* PROBLEM DETAILS:
An unchanged copy of every record below, without pictures, is the goal.

*** Block opens ***

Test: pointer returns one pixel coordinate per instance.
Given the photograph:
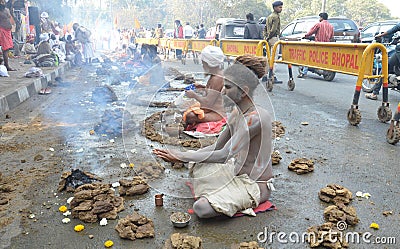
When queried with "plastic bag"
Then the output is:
(34, 72)
(3, 71)
(182, 102)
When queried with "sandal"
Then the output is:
(371, 96)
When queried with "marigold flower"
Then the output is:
(108, 243)
(374, 225)
(63, 209)
(79, 228)
(66, 220)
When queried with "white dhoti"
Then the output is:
(226, 192)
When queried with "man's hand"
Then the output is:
(190, 94)
(166, 155)
(198, 85)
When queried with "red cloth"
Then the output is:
(208, 127)
(5, 39)
(323, 31)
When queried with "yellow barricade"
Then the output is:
(149, 41)
(239, 47)
(354, 59)
(342, 58)
(179, 44)
(199, 44)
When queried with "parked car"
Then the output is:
(369, 32)
(346, 31)
(229, 28)
(169, 33)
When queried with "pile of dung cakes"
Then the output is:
(337, 216)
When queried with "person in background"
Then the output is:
(272, 28)
(210, 107)
(159, 31)
(178, 33)
(234, 174)
(188, 31)
(202, 32)
(251, 29)
(46, 25)
(82, 35)
(6, 41)
(323, 32)
(394, 60)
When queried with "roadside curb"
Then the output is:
(15, 98)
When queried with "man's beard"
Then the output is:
(234, 100)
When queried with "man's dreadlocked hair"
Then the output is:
(256, 64)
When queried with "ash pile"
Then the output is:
(111, 123)
(93, 202)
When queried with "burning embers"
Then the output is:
(93, 202)
(111, 123)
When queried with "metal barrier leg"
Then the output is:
(393, 133)
(291, 84)
(354, 114)
(384, 112)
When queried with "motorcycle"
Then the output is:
(328, 75)
(393, 78)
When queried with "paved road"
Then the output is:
(356, 157)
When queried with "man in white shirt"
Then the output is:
(188, 31)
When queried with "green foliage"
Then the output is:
(151, 12)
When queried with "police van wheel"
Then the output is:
(291, 85)
(270, 85)
(354, 116)
(393, 135)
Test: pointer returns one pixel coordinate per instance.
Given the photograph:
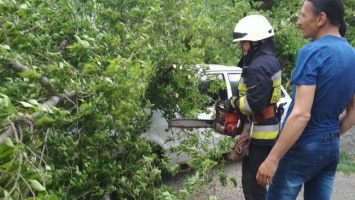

*** Block closes ***

* ANSWER BOX:
Test: pointer returns one pixel coordinate per instance.
Given the photograph:
When queried with "plastic bag"
Then the output is:
(34, 72)
(3, 71)
(182, 102)
When queried with "sandal"
Then the output is:
(371, 96)
When queried with "marigold flower"
Then the output is:
(108, 243)
(374, 225)
(63, 209)
(79, 228)
(66, 220)
When queried with "white dhoti"
Then the output is:
(226, 192)
When queried with "man's hand"
Then the output is:
(190, 94)
(166, 155)
(198, 85)
When queried with "red cloth"
Then the output is:
(208, 127)
(5, 39)
(323, 31)
When queried with "yellow barricade"
Then the output is:
(149, 41)
(239, 47)
(354, 59)
(342, 58)
(179, 44)
(199, 44)
When queried with "parked car"
Then the output is:
(369, 32)
(346, 31)
(229, 28)
(169, 33)
When queried with "pile of dung cakes"
Then the output is:
(337, 216)
When queried with "person in background"
Then the output is:
(272, 28)
(210, 107)
(159, 31)
(178, 33)
(234, 174)
(188, 31)
(202, 32)
(251, 29)
(46, 25)
(82, 35)
(6, 41)
(323, 32)
(394, 60)
When queried with "roadside curb"
Then the output is:
(15, 98)
When queried with "man's beard"
Then the output is:
(234, 100)
When queried with "man's dreadlocked hair"
Then the output is:
(256, 64)
When queried with "ash pile"
Then the output is:
(111, 123)
(93, 202)
When queried with "burning embers"
Then the output is:
(93, 202)
(111, 123)
When queried with "metal barrier leg"
Then the output is:
(393, 133)
(291, 84)
(354, 114)
(384, 112)
When queried with "motorcycle"
Then the output is:
(328, 75)
(393, 78)
When queried with "paved road"
Then the output is:
(356, 157)
When queried with "man in white shirt"
Then the output is:
(188, 31)
When queried with "green foliage"
Then the output is:
(151, 12)
When queried with "police van wheel"
Then the output is:
(291, 85)
(270, 85)
(354, 116)
(393, 135)
Test: pointer returns one pixel coordinate per instance.
Given the photograph:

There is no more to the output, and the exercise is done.